Given request ->
Below is some material. Copy out the lines starting at the one containing "Guideline: for every instance of the white" and ending at the one containing "Target: white cloud", with both of those lines included.

Records for the exercise ->

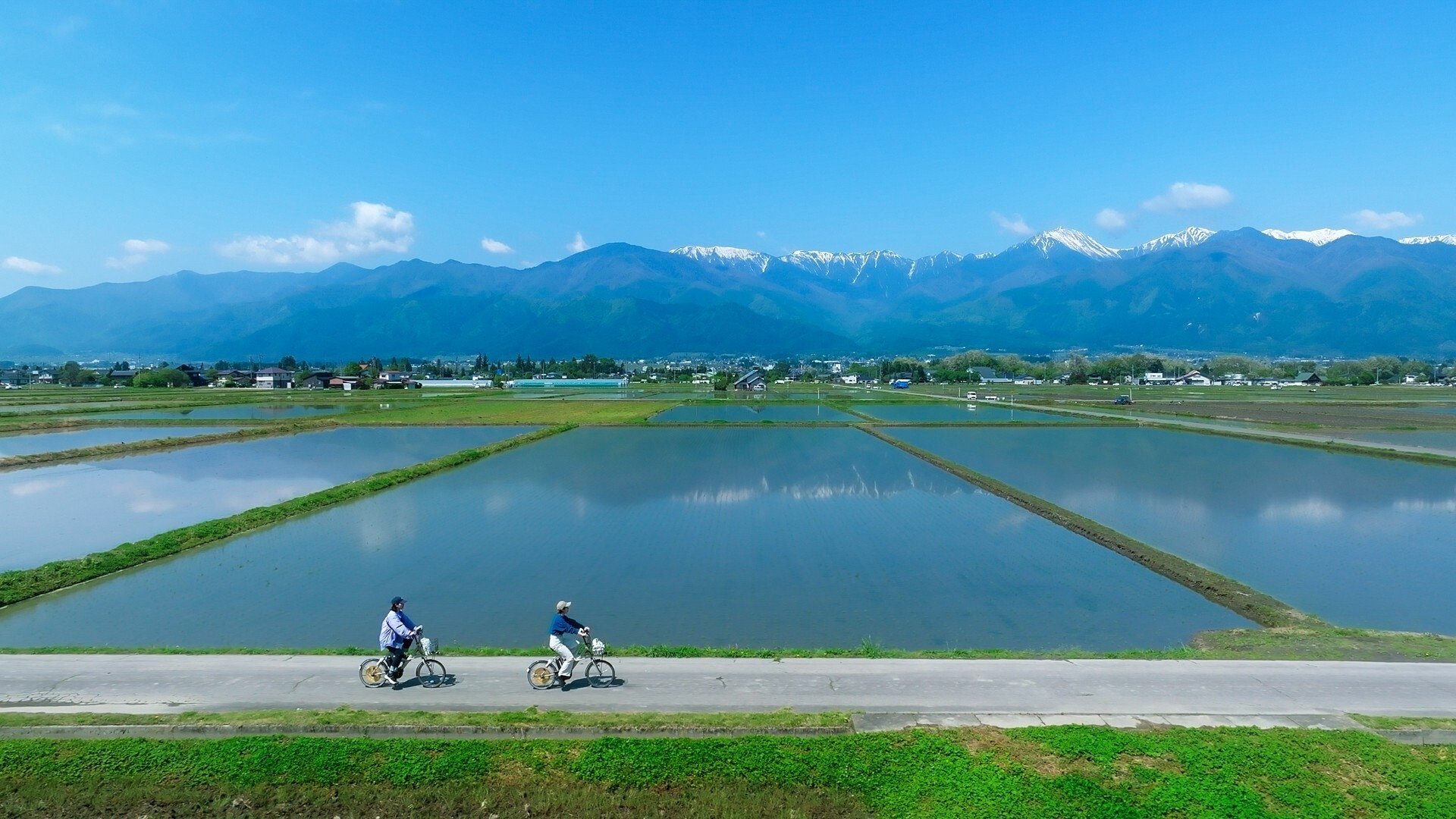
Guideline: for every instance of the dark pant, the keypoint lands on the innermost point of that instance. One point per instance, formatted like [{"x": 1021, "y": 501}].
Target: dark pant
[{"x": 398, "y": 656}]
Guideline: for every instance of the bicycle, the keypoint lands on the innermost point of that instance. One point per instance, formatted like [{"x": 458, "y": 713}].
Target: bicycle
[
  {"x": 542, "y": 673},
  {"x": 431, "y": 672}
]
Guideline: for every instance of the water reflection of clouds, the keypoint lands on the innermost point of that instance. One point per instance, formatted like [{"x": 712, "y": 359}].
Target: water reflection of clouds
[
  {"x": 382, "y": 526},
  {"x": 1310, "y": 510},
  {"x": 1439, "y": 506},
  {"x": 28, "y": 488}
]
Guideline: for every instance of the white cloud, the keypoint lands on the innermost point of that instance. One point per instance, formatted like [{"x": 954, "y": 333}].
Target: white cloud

...

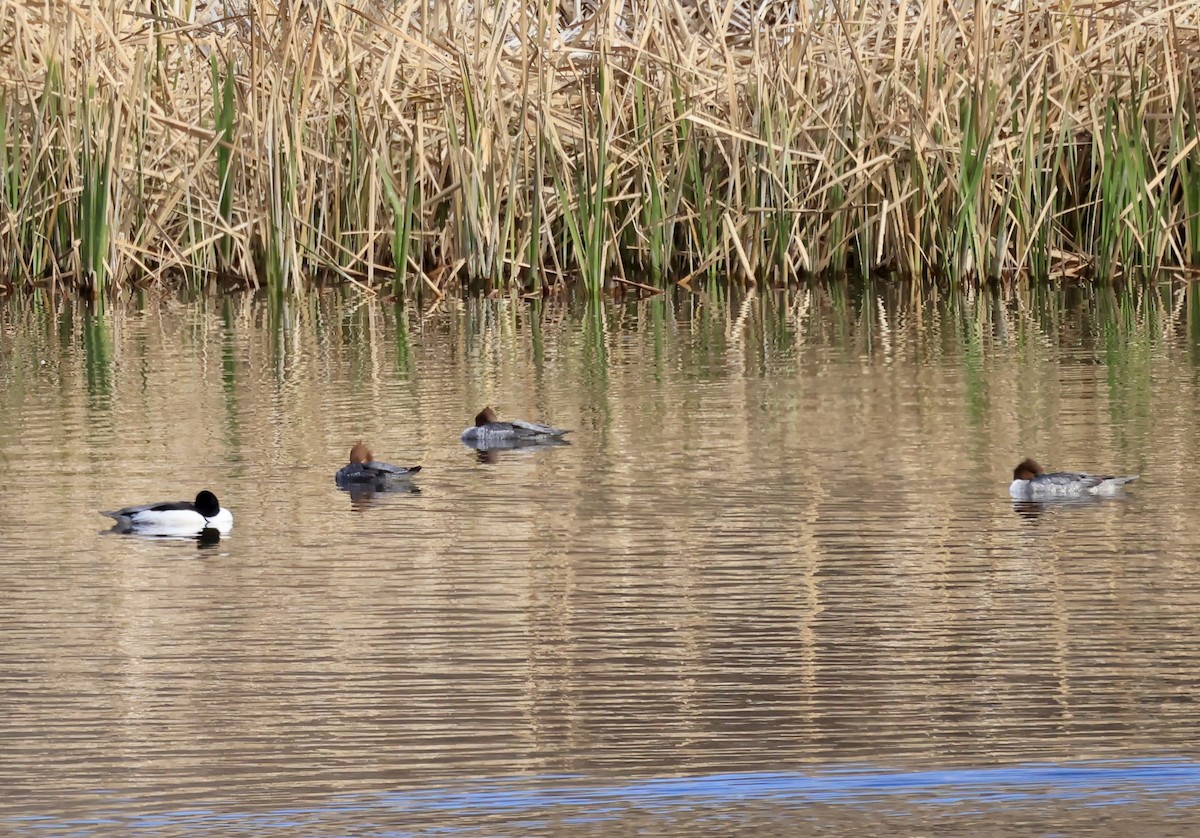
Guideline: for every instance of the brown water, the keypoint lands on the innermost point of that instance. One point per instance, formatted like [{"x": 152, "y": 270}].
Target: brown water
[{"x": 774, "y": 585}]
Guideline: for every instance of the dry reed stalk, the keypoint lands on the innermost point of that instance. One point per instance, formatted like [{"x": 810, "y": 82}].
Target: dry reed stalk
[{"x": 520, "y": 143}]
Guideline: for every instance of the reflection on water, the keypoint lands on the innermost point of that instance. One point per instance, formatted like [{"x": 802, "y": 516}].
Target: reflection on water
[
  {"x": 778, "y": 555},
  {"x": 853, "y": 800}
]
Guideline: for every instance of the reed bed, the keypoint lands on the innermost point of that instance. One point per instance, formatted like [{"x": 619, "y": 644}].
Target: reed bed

Task response ->
Guideline: for every instance of the white cloud, the keypoint lands on the innermost point of that instance. One point per instance, formatted like [{"x": 954, "y": 333}].
Target: white cloud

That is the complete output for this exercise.